* Dataset content *
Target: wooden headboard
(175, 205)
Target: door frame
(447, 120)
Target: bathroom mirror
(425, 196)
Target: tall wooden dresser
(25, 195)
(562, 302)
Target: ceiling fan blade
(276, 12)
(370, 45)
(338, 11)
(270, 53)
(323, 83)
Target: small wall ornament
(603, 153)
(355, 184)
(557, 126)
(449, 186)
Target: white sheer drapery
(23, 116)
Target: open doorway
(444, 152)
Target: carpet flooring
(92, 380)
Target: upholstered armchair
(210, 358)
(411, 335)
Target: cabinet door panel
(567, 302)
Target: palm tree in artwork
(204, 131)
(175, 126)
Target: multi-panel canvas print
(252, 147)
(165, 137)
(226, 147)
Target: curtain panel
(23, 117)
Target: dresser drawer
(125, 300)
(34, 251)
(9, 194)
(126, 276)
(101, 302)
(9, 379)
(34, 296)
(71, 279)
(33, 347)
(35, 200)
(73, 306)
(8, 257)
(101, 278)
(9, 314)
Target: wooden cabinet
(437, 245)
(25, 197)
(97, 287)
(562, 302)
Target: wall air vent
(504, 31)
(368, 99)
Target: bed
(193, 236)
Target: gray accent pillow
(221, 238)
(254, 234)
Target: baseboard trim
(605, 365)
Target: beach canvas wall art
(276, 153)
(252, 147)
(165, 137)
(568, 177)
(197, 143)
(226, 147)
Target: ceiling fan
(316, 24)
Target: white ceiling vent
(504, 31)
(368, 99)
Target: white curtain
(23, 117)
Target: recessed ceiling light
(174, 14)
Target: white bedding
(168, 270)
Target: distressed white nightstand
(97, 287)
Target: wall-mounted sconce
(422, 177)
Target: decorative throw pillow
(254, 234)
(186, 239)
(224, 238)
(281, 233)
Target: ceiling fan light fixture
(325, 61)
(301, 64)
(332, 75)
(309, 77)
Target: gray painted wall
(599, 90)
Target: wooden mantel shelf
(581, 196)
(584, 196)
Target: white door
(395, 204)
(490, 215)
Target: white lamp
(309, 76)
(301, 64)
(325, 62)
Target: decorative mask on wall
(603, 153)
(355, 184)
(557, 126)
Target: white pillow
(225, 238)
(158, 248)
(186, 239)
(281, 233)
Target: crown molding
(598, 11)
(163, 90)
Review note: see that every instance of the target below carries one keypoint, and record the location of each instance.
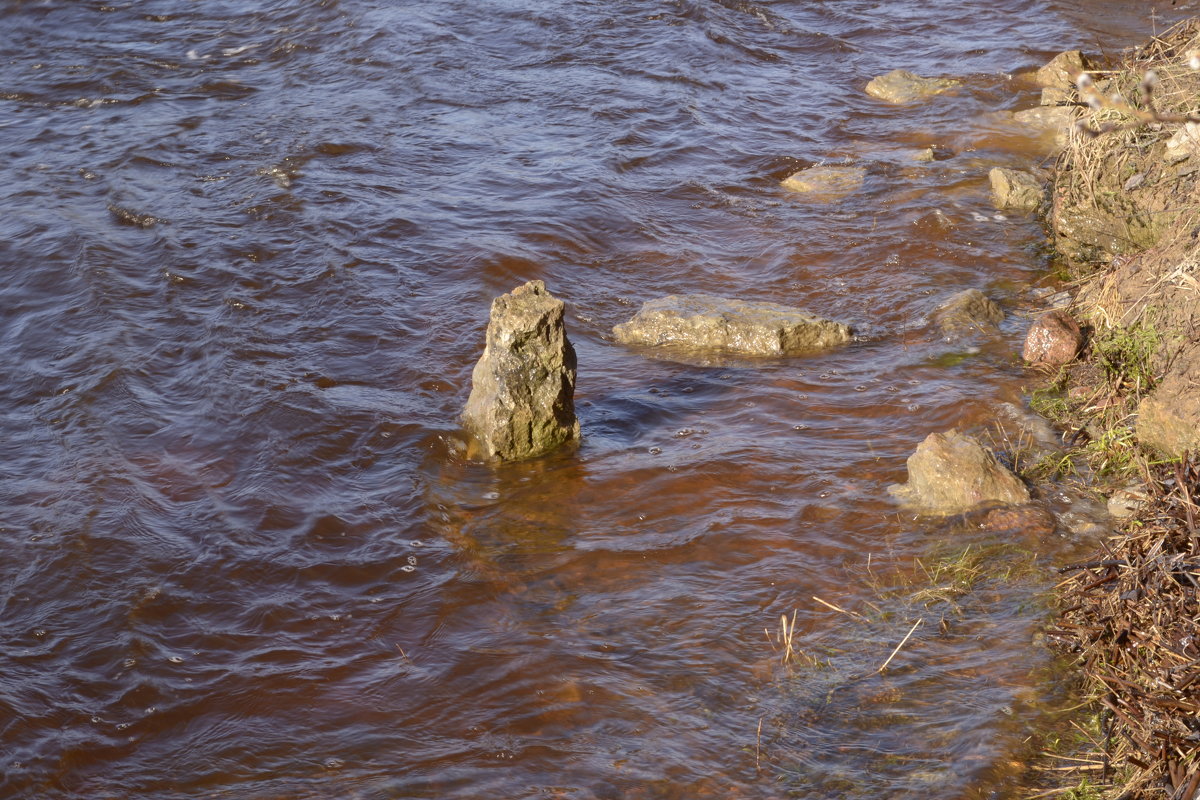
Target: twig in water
(840, 611)
(915, 625)
(757, 744)
(789, 630)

* Work to complete *
Each entry should be transcribed exactly as given, with pictures omitted.

* Solution *
Target: wooden headboard
(175, 205)
Target: door frame
(447, 120)
Target: bathroom mirror
(425, 196)
Target: tall wooden dresser
(25, 195)
(562, 302)
Target: ceiling fan blade
(276, 12)
(370, 45)
(338, 11)
(270, 53)
(323, 83)
Target: small wall ornament
(603, 153)
(355, 184)
(557, 126)
(449, 186)
Target: white sheer drapery
(23, 116)
Target: open doorway
(444, 152)
Target: carpet flooring
(92, 380)
Target: upholstered armchair
(210, 358)
(411, 335)
Target: cabinet door panel
(567, 302)
Target: palm tree in artwork
(204, 131)
(175, 126)
Target: multi-panel canvas print
(252, 147)
(165, 137)
(226, 147)
Target: curtain panel
(23, 117)
Target: dresser drawer
(125, 300)
(34, 251)
(9, 194)
(126, 276)
(101, 302)
(9, 379)
(34, 296)
(71, 279)
(33, 347)
(35, 200)
(73, 306)
(8, 257)
(101, 278)
(9, 314)
Target: wooden cabinet
(437, 245)
(25, 197)
(97, 287)
(562, 302)
Target: wall air vent
(504, 31)
(368, 99)
Target: bed
(193, 236)
Target: gray accent pillow
(221, 238)
(254, 234)
Target: baseboard trim
(605, 365)
Target: beach canvas wall art
(276, 153)
(252, 147)
(165, 137)
(568, 177)
(197, 143)
(226, 147)
Target: ceiling fan
(316, 24)
Target: white ceiling vent
(504, 31)
(368, 99)
Target: white curtain
(23, 117)
Target: recessed ceiling light
(174, 14)
Target: white bedding
(168, 270)
Target: distressed white nightstand
(97, 287)
Target: wall-mounted sconce
(422, 177)
Target: decorative throw pillow
(254, 234)
(186, 239)
(224, 238)
(281, 233)
Target: ceiling fan light fixture
(325, 61)
(301, 64)
(332, 75)
(309, 77)
Target: gray painted wall
(599, 90)
Target: wooden mantel shelf
(581, 196)
(584, 196)
Target: white door
(395, 204)
(490, 215)
Target: white lamp
(309, 76)
(301, 64)
(325, 62)
Target: decorative mask on wall
(603, 153)
(355, 184)
(557, 126)
Target: white pillow
(225, 238)
(158, 248)
(186, 239)
(281, 233)
Target: crown molding
(598, 11)
(163, 90)
Review note: see that every instance of the target below carries one keypoint, and record the location of each instance.
Target: twig in water
(840, 611)
(915, 625)
(757, 744)
(789, 630)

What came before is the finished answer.